- **TASK**:
Using the data below, return all lines in which "front" appears.

START MATERIAL FOR THIS EXERCISE

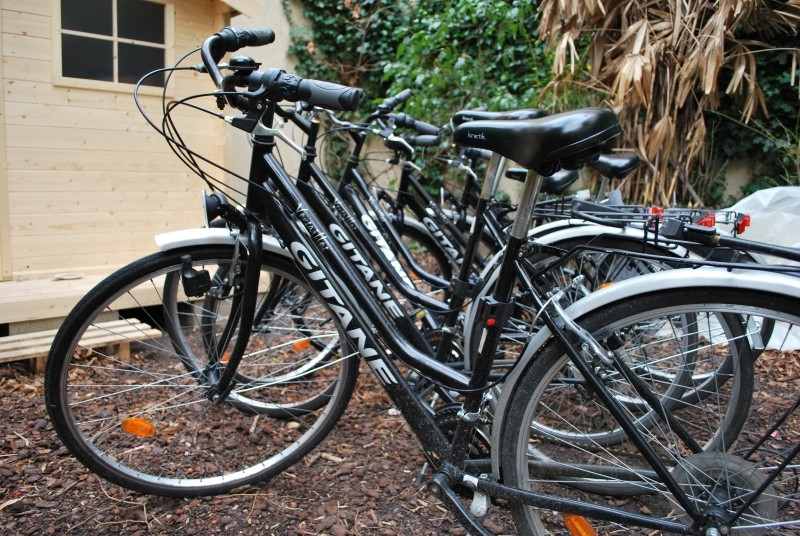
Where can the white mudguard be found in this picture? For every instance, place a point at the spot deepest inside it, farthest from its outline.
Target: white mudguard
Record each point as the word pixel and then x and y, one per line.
pixel 677 280
pixel 211 236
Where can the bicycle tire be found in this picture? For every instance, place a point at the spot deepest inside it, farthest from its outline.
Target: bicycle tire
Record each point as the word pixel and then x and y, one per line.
pixel 521 450
pixel 146 422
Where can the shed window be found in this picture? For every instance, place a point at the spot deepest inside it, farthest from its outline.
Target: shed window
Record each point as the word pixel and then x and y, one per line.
pixel 113 40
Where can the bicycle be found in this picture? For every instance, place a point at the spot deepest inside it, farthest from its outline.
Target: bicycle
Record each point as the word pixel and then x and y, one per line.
pixel 162 443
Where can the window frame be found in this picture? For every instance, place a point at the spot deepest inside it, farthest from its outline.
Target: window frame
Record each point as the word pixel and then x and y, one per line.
pixel 86 83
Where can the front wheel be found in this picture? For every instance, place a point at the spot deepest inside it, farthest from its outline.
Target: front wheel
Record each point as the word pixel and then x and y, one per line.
pixel 145 418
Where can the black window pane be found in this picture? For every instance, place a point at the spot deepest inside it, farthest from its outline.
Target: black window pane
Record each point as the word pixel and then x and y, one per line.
pixel 135 61
pixel 91 16
pixel 84 57
pixel 140 20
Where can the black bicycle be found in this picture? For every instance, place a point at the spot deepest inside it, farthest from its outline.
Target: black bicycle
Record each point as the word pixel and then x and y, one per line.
pixel 175 419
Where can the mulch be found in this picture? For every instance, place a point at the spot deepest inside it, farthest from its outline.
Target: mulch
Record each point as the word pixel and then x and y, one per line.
pixel 361 480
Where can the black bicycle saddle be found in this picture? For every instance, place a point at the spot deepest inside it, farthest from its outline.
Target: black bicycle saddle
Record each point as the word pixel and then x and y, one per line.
pixel 568 140
pixel 467 116
pixel 616 165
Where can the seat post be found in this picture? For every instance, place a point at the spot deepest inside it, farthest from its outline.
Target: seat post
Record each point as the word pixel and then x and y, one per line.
pixel 527 203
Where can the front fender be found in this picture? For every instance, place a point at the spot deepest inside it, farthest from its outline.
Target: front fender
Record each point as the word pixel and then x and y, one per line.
pixel 677 280
pixel 212 236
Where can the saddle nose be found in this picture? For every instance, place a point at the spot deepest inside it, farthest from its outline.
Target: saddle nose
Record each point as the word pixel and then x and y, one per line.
pixel 568 140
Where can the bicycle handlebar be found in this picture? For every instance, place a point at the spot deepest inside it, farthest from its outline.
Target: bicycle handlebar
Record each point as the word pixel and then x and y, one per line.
pixel 279 85
pixel 274 84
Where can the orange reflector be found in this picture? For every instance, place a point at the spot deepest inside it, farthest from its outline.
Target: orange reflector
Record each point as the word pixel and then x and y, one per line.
pixel 301 345
pixel 578 526
pixel 708 220
pixel 138 427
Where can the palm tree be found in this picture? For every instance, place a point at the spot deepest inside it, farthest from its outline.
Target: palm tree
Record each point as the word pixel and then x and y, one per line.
pixel 659 63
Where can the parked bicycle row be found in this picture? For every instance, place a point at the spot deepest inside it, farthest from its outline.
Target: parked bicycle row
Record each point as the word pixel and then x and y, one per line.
pixel 534 350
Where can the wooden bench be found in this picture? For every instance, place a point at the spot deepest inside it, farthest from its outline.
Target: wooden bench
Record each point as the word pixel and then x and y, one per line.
pixel 115 335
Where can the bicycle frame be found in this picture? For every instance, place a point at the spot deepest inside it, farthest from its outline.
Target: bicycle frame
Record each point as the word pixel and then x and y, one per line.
pixel 376 339
pixel 328 268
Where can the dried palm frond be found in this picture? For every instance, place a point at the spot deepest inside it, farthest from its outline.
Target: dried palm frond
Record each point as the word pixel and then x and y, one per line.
pixel 659 64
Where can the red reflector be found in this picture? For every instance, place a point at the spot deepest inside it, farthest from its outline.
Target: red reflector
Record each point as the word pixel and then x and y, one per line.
pixel 709 220
pixel 742 223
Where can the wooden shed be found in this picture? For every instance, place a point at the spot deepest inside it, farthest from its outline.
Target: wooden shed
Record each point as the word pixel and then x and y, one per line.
pixel 85 182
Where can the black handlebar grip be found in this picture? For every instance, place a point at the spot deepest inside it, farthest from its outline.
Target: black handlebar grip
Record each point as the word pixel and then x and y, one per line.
pixel 232 39
pixel 390 103
pixel 280 85
pixel 422 141
pixel 406 121
pixel 329 95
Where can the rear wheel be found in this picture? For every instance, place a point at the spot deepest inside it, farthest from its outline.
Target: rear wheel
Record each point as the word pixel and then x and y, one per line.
pixel 718 450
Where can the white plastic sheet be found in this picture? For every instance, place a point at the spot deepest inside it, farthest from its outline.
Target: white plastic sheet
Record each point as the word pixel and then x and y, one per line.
pixel 774 216
pixel 775 219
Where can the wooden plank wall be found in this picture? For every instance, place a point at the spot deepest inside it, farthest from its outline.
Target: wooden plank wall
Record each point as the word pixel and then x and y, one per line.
pixel 88 181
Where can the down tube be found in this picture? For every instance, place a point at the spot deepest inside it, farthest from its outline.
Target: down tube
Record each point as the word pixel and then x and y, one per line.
pixel 353 307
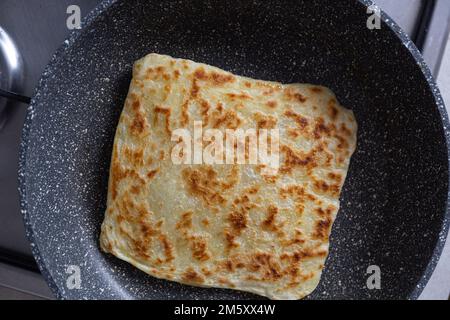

END MATERIAL FOR THIS EXERCISE

- **RESULT BELOW**:
Where can the front wheel be found in this picture? For every instance, place a point at the spot deepest inside it, farthest from its outline.
Target: front wheel
Where can the front fender be found in this picture? For every instance, place a point at the spot deepest inside it, farthest from its outline.
Target: front fender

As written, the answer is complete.